== DOCUMENT TEXT ==

Brightman v Royal Pines Projects Pty Ltd [No 2][2024] QSC 150

SUPREME COURT OF QUEENSLAND

CITATION:

Brightman & Ors v Royal Pines Projects Pty Ltd (No 2) [2024] QSC 150

PARTIES:

ADAM BRIGHTMAN

(first applicant)

AND

JODIE BRIGHTMAN

(second applicant)

AND

MARY MAGGIE MAE CRUZ

(third applicant)

AND

RAYMOND CAVITE CRUZ

(fourth applicant)

AND

CAMERON ROBERTS

(fifth applicant)

AND

REBECCA ANNING

(sixth applicant)

AND

ADRIANA EUGENIA HERNANDEZ SILVA

(seventh applicant)

AND

JARRAD GLENN BUNT

(eighth applicant)

AND

JESSICA LEE DEMCHENKO

(ninth applicant)

AND

DIANNE MARIA MASSEY

(tenth applicant)

AND

VISHENDRAN NAIDU

(eleventh applicant)

AND

B CORPORATION (QLD) PTY LTD

ACN 651 109 894

(twelfth applicant)

AND

GEORGE STANLEY NEWBOLD

(thirteenth applicant)

===
== INFORMATION SHOWN ==

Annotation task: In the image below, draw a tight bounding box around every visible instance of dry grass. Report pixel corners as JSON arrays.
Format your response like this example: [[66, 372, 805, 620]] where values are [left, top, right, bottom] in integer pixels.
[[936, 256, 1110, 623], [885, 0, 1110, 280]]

===

STATED PROBLEM. From the court case heading, list every applicant whose surname matches another applicant's, along with each one's applicant number.

IN RESPONSE.
- Adam Brightman (first applicant)
- Jodie Brightman (second applicant)
- Mary Maggie Mae Cruz (third applicant)
- Raymond Cavite Cruz (fourth applicant)